> **Things to do**:
- A) Answer these questions from the post on random numbers in JavaScript:
(i) Where did Paul Irish give his talk?
(ii) Which library will get a resampling method added to it?
(iii) According to the quoted ES5 description, how many arguments does Math.random() take?
- B) Write the next part of the post on random number generation in JavaScript, picking up right after its final sentence.

> **Page excerpt**:

· · ·

This entry was posted by on April 17, 2013 in JavaScript, Data Visualization, Simulation and Feature.
Paul Irish recently gave a talk at Bocoup with a dire warning: “The Mobile Web is in Trouble.” The general theme of the talk, somewhat apparent from the title, revolved around developers moving to native apps for performance, capabilities and discoverability. Near the end of the talk he offered a challenge–developers working on the Open Web should focus on expanding the capabilities of our apps and the Open Web in general.
One of the core preserves of native applications is numerical simulation and modeling. Numerical simulation is commonly used to model and predict the behavior of systems which cannot be modeled analytically or which have a significant random component. Let’s get the core objection out of the way: it’s crazy to perform numerical simulation in JavaScript. There are a half-dozen languages with full featured simulation and modeling capabilities built into the language or well maintained libraries^{1}.
But let’s be crazy. Over the next few weeks I’ll be covering numerical simulation techniques in JavaScript, starting today with an overview of random number generation, then generating normally distributed random variables (along with other distributions) and finally adding in a robust resampling method to the Miso Project’s Dataset library.
JavaScript already has a facility to generate uniformly distributed random variables: Math.random()
. It seems to cover all our needs, but let’s look at what ES5 has to say about the expectations for output:
Returns a Number value with positive sign, greater than or equal to 0 but less than 1, chosen randomly or pseudo randomly with approximately uniform distribution over that range, using an implementation-dependent algorithm or strategy. This function takes no arguments.
Let’s not (yet) get hung up on the distinction between random and pseudo-random^{2}. The real problematic area is “using an implementation-dependent algorithm or strategy.” Application designers can rely on Math.random()
to provide a black-box of entropy. In that regard it’s pretty good. All of the modern browsers with open source engines use fairly decent random number generators and they’re all pretty fast. Why isn’t that enough?

· · ·

> **Source data**:
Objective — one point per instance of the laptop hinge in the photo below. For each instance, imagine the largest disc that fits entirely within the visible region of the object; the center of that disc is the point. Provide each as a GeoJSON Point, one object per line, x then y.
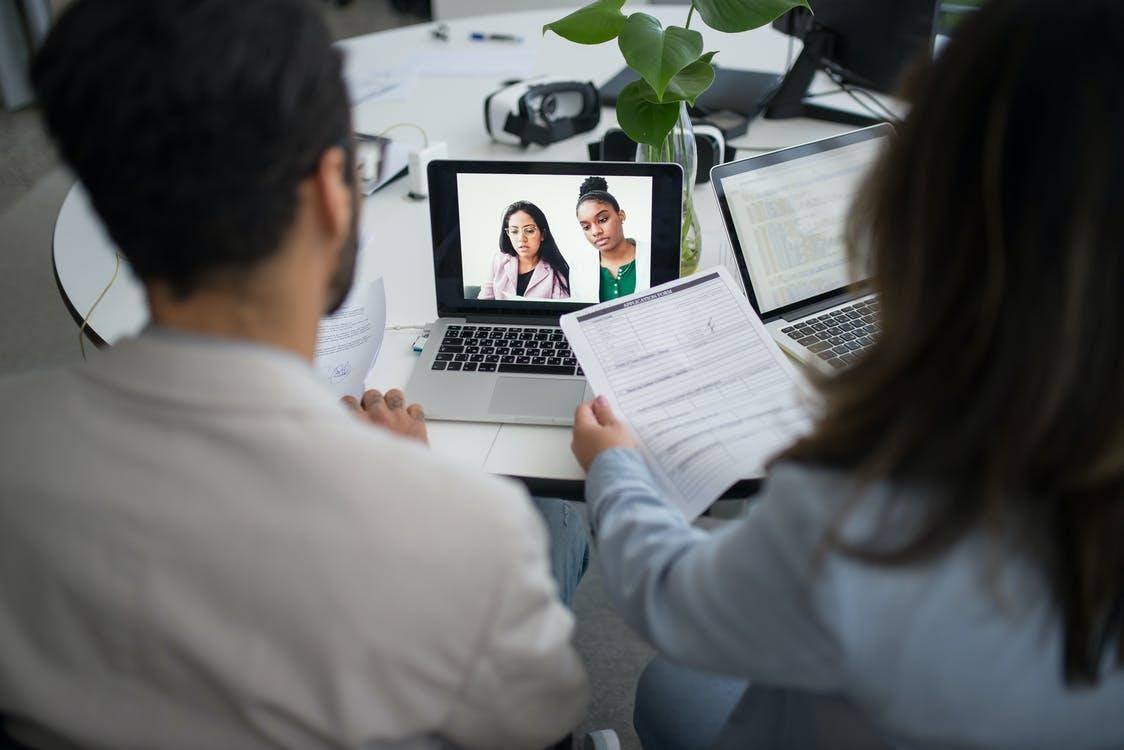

· · ·

> **Answers to the tasks**:
- A)
(i) At Bocoup.
(ii) The Miso Project's Dataset library.
(iii) None.

- B)
Pseudo-random number generators output a long, non-recurring sequence of numbers. The exact value of that sequence is determined by an initial starting value referred to as the “seed”. For any given seed the sequence is apparently random but known and recoverable so long as we know the position and the seed. Each implementation of Math.random()
requires a seed and most seed from the current time or a source of OS randomness (if available). As the spec indicates, Math.random()
does not accept a seed value from the user and even if it could, the actual generator varies across browsers; Chrome, Firefox, Safari each use different random number generators^{3}.
We can imagine two broad uses for random numbers where an implementation like Math.random()
would be insufficient: simulation and procedurally generated content. Both of these require a generator which is both apparently random and perfectly repeatable.
A trustworthy simulation is one where the exact output can be reproduced deterministically. Scientists increasingly depend upon numerical simulation to prove theorems, test systems and inform policy decisions. A seedable random number generator is crucial to reproducibility of those results. But we don’t need to be simulating collisions in the Large Hadron Collider in order to want a means to reproduce our results! If we wrote a physics simulation and wanted users to be able to share their results, it would be physically impossible to do so using Math.random()
.
Most random number generation in games is perfectly suited to Math.random()
. In general games want a fast source of entropy and don’t need client-side cryptographic strength RNGs. If we want to compute ricochets in a first person shooter, we care a lot about speed and apparent randomness–less so about the period of the generator or our ability to recover the exact numbers generated.
However if we’re working with procedurally generated content Math.random()
puts us in a bind. We can generate content from the entropy provided but we can’t repeat or share the seed. If we wanted to build a side scroller where players explore procedurally generated landscape and let people play in the same landscape asynchronously, we want to be able to generate identical output for multiple players while storing a minimal amount of state. A seedable random number generator could allow players to share worlds in a web game just easily as they share Minecraft seeds.
One thing I haven’t mentioned is cryptography. The W3C has a draft Crypto API and there are a few good libraries which provide nominally cryptographic strength random number generators (namely CryptoJS and the Stanford JavaScript Crypto Library). But in general we do not want to do crypto in the browser. No amount of cleverness on the part of a developer can stop a client machine from simply reassigning our random number generator to reallyRandomYouGuys() { return 0.9;}
and the client is always in the hands of the enemy.
There are a host of different random number generators, each with their own advantages and (occasionally fatal) flaws. One of the simplest is a linear congruential generator (LCG). It’s predecessor, the Lehmer generator, is even simpler but we can explore the LCG a bit to get a feel for how a computer generates random numbers.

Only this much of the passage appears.